__Work task__.
Would you repeat all the lines below, exactly as they stand?

---------------

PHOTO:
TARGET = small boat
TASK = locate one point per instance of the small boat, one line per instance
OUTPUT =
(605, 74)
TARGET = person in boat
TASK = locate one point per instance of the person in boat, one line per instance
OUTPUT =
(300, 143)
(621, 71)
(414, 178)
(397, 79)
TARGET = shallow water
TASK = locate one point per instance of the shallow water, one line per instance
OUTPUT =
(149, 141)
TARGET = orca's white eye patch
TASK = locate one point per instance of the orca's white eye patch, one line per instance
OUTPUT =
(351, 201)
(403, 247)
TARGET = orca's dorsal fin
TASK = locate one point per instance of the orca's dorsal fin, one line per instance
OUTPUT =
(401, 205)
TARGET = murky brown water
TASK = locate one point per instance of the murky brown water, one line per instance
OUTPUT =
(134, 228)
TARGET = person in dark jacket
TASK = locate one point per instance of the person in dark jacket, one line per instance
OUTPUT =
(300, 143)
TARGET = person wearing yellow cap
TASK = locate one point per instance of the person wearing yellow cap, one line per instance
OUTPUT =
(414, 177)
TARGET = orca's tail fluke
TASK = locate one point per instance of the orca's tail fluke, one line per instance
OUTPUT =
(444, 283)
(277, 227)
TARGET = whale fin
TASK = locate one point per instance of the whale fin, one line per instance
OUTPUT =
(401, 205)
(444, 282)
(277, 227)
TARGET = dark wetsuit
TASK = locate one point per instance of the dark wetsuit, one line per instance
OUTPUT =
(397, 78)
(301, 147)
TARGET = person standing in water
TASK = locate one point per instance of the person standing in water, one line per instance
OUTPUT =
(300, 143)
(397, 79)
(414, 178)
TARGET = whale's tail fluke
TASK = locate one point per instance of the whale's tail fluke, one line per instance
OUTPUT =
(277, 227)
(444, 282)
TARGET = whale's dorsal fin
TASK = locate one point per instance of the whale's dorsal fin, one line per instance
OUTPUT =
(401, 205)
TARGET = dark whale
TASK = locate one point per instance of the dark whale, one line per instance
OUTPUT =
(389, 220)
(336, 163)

---------------

__Response for this exercise__.
PHOTO:
TARGET = small boat
TASK = locate one point per instance of the small boat, one line per instance
OUTPUT =
(605, 74)
TARGET = person in boat
TASK = locate one point per instance of the person in boat, one line per instance
OUTPUT =
(300, 143)
(621, 71)
(414, 178)
(397, 79)
TARGET = shallow water
TASK = locate one point per instance of the shallow water, one line per instance
OUTPUT =
(149, 141)
TARGET = orca's white eye patch
TASK = locate one point per instance of the orca's white eye patch, one line per instance
OUTPUT =
(351, 201)
(403, 247)
TARGET = orca's dorsal fin
TASK = locate one point per instance of the orca's dorsal fin, one line per instance
OUTPUT =
(401, 205)
TARGET = murky brown water
TASK = locate one point per instance of the murky brown water, one line per instance
OUTPUT =
(134, 228)
TARGET = person in dark jacket
TASK = locate one point per instance of the person in dark jacket, one line per instance
OUTPUT =
(300, 143)
TARGET = person wearing yellow cap
TASK = locate one point per instance of the person wearing yellow cap, one line per instance
OUTPUT =
(414, 177)
TARGET = orca's tail fluke
TASK = locate one point per instance of the orca's tail fluke, one line per instance
OUTPUT =
(444, 283)
(277, 227)
TARGET = whale fin
TASK = locate one point per instance of the whale fin, one line per instance
OUTPUT =
(401, 205)
(444, 282)
(277, 227)
TARGET = dark wetsuit
TASK = locate one point per instance of the dark wetsuit, one line per instance
OUTPUT =
(397, 78)
(301, 147)
TARGET = person standing in water
TASK = locate one point per instance of the person standing in water, one line per instance
OUTPUT =
(300, 143)
(397, 79)
(414, 178)
TARGET = whale's tail fluke
TASK = locate one point per instance of the whale's tail fluke, one line per instance
OUTPUT =
(277, 227)
(444, 282)
TARGET = whale's dorsal fin
TASK = locate one point per instance of the whale's dorsal fin, one line per instance
OUTPUT =
(401, 205)
TARGET = dark whale
TASK = locate one point per instance of the dark whale, one line per instance
OUTPUT =
(389, 220)
(336, 163)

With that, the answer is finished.